(Set problem) Lines from the one containing "Mark the crowd" through the last line of the data are to be repeated word for word, both ends included.

## BEGIN

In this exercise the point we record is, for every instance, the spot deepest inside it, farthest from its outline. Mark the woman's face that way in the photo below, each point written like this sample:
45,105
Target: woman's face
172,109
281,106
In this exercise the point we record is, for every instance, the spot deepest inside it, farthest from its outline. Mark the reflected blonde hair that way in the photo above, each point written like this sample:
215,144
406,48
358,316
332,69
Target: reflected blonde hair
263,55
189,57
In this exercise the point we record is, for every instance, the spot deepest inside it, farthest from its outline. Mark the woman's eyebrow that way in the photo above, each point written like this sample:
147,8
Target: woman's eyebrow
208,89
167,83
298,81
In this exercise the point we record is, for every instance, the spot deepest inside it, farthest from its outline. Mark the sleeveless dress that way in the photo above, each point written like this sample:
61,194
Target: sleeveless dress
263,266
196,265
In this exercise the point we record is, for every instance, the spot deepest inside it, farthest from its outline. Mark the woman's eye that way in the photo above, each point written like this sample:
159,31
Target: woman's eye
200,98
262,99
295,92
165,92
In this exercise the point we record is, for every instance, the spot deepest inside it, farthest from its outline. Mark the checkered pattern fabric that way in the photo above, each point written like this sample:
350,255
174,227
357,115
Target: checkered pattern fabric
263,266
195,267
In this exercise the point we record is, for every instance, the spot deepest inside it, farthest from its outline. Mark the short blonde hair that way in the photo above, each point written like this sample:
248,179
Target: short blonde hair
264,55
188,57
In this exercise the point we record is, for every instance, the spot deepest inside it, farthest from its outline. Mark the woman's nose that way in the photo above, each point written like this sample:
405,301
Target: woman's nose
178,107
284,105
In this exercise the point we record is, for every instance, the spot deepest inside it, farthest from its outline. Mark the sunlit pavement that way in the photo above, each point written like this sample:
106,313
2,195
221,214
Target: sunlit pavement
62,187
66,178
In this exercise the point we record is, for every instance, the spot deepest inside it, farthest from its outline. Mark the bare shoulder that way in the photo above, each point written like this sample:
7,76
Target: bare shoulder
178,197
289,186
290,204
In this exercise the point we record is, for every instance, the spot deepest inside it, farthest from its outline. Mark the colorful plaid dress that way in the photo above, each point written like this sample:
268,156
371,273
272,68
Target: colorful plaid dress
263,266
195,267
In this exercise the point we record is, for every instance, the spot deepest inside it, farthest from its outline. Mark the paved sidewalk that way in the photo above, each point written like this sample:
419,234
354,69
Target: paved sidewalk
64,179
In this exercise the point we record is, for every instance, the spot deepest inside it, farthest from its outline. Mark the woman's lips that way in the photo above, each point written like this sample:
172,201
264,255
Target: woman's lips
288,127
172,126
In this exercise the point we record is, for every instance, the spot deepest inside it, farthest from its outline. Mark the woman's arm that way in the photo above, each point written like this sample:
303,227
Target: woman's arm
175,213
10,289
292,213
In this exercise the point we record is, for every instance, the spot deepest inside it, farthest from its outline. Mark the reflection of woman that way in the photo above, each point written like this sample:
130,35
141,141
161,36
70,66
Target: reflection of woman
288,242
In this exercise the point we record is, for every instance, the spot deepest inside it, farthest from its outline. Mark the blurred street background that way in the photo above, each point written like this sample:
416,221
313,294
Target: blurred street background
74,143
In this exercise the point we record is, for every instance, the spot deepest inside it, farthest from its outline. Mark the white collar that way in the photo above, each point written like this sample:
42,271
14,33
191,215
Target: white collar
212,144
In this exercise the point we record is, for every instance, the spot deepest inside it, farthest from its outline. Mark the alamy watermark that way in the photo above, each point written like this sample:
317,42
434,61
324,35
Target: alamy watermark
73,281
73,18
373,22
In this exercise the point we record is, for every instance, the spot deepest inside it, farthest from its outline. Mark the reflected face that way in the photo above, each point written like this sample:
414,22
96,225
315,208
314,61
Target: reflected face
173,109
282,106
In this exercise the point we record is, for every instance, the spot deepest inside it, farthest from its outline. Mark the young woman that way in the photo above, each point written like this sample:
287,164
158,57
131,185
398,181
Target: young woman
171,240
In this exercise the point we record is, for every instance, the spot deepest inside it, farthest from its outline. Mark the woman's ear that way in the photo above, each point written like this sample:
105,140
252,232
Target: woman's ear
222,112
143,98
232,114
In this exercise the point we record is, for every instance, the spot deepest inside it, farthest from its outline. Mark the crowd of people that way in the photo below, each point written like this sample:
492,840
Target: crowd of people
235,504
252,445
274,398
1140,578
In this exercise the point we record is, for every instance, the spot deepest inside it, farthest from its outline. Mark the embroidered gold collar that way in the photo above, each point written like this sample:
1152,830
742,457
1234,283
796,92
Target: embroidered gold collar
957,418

## END

(The output)
In this exercise the point we record is, for every instance, the spot deepest inside it, farthest from its outline. Mark the crowd of people that way in the photo below, each point written like this sample:
492,840
Target: crowd of people
235,504
252,445
274,398
1140,578
In this exercise the point we record is, for every instance, the spot deepest inside it, farthest from its outline. Mark the embroidered gold collar that way in the photo above, each point written like this sample:
1152,830
742,457
1234,283
796,92
Target: embroidered gold collar
957,418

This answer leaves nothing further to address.